» **Work request**
Go line by line through the entries below and count those containing the string "leather"; give only the count.

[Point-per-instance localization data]
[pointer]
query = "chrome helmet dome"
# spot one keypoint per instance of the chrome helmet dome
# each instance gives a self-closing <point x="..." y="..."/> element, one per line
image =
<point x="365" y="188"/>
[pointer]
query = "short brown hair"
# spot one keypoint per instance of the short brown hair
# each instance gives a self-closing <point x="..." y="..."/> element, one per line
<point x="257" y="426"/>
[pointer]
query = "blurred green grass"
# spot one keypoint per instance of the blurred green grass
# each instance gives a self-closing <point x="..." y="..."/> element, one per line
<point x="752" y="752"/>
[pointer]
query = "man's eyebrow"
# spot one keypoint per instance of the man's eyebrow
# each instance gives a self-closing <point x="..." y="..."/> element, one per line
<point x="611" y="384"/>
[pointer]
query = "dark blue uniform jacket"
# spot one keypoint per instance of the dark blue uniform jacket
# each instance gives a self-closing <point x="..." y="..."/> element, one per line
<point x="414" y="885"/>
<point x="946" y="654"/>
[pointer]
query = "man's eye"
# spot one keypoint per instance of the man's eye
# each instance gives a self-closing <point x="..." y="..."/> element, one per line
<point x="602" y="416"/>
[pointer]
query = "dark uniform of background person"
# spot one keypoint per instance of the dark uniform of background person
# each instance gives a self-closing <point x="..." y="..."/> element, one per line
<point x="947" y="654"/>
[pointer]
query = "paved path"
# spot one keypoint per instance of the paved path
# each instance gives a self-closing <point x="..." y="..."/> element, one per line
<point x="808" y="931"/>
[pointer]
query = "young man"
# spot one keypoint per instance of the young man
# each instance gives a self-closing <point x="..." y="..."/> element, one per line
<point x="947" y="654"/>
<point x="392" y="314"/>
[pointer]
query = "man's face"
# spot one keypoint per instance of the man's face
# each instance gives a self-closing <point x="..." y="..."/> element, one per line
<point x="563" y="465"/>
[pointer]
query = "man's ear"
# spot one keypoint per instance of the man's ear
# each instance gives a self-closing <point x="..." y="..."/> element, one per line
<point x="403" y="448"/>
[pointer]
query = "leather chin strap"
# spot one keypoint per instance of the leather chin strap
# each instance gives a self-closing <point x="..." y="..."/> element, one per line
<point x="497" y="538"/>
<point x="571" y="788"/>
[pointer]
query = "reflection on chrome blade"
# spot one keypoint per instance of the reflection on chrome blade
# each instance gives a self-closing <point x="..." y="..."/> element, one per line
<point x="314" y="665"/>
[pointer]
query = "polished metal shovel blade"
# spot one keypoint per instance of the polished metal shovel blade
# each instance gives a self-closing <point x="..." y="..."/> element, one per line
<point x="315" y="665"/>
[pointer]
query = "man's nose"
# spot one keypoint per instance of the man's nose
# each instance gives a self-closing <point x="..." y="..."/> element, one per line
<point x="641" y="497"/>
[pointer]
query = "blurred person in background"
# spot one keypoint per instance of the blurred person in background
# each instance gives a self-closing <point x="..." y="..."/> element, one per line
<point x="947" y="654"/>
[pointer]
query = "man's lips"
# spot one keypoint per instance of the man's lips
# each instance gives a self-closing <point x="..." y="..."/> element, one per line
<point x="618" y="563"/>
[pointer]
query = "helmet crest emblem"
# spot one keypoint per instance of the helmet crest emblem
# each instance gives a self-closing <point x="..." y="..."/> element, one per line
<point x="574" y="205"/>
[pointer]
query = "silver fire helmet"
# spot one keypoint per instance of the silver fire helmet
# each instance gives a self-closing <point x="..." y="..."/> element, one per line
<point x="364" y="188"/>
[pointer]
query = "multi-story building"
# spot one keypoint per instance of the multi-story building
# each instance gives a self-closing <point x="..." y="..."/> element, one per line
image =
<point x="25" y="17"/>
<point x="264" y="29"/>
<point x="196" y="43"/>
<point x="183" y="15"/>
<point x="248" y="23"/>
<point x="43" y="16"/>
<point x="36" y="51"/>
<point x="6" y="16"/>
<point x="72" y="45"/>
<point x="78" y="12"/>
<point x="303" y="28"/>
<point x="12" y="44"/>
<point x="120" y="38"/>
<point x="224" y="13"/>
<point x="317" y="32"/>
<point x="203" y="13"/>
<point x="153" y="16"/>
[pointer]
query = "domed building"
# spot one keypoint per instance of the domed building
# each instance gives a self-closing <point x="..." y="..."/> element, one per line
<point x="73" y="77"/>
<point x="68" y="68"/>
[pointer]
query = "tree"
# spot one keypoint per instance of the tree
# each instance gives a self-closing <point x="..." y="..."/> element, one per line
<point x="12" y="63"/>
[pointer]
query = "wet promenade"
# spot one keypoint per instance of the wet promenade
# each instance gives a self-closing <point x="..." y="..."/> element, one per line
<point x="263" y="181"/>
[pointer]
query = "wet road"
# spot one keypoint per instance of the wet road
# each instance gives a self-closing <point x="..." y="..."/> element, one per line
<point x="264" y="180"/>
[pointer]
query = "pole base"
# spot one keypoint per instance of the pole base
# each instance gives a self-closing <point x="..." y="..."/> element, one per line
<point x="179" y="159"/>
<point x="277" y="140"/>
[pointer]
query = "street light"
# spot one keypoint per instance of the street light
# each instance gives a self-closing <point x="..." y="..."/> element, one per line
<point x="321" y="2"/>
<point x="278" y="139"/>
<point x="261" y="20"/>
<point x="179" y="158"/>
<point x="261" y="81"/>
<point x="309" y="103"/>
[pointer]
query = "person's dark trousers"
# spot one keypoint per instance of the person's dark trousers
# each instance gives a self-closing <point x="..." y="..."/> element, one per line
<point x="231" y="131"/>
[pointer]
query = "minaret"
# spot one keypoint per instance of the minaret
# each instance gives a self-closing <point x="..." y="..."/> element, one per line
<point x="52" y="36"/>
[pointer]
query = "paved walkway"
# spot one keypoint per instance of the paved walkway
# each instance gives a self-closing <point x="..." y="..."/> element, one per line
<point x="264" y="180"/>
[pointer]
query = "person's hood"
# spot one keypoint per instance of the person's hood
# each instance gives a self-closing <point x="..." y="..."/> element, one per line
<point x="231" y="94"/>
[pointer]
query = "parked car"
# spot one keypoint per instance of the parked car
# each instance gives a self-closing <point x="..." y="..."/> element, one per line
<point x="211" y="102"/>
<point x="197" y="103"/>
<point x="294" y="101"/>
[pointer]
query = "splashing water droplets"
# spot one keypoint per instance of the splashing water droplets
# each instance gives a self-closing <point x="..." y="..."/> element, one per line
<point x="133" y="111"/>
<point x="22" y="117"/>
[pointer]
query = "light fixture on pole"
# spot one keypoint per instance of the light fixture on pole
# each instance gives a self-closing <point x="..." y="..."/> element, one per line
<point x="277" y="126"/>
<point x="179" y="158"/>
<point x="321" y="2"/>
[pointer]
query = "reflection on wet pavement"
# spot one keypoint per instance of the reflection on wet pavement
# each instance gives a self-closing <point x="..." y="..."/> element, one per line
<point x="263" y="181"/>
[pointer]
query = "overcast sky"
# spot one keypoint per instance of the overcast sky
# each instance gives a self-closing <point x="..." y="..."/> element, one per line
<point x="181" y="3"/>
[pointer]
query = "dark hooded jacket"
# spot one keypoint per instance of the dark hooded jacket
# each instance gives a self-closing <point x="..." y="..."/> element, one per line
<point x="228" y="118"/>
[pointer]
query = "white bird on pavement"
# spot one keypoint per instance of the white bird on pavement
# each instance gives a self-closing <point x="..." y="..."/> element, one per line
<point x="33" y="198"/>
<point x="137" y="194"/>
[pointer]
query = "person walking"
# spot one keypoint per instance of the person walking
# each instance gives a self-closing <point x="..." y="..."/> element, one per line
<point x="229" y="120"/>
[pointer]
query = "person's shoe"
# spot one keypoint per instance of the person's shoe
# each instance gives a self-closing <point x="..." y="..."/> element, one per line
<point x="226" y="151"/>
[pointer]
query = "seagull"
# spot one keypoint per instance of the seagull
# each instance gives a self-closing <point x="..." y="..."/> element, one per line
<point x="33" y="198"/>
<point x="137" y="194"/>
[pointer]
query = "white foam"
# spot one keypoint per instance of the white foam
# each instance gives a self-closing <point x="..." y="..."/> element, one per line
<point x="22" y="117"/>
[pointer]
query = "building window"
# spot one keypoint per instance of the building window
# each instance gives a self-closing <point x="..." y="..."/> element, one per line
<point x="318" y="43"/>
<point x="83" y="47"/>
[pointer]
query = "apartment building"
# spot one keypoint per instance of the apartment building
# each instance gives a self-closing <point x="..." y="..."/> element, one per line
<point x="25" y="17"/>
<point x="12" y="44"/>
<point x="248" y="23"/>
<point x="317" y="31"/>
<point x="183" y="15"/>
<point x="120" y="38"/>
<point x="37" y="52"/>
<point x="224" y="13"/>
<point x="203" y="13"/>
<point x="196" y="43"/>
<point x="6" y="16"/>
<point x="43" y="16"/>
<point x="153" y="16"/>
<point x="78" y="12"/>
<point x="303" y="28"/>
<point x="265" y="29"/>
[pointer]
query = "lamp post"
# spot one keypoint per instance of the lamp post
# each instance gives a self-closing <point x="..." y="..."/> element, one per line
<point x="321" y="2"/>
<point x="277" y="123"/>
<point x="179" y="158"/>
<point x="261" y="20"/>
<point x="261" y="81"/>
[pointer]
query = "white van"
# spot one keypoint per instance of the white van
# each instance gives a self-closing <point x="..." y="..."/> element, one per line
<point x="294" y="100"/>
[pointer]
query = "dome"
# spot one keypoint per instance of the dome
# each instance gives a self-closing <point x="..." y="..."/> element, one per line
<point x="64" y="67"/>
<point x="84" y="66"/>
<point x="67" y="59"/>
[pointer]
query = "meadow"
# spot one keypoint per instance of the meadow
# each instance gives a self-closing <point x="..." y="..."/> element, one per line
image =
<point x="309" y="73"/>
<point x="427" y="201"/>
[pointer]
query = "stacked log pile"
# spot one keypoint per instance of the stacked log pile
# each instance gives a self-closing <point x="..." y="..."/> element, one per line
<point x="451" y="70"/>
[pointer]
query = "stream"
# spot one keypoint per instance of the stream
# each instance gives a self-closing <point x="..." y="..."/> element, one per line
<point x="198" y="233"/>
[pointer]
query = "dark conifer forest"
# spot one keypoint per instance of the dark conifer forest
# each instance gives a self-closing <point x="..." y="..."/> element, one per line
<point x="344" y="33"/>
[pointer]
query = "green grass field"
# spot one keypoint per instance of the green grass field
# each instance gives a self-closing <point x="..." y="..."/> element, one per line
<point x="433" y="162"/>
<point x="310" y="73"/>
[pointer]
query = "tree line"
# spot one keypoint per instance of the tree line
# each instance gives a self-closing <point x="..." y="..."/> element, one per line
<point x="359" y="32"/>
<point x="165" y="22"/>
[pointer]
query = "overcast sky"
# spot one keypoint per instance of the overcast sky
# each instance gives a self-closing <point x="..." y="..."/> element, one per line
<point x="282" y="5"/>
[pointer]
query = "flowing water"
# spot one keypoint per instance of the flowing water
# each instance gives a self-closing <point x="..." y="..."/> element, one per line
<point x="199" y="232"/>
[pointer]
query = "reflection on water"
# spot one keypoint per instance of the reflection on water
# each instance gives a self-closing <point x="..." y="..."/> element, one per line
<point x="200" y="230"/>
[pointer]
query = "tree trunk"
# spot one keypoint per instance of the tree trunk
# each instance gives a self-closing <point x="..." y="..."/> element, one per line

» **Your solution**
2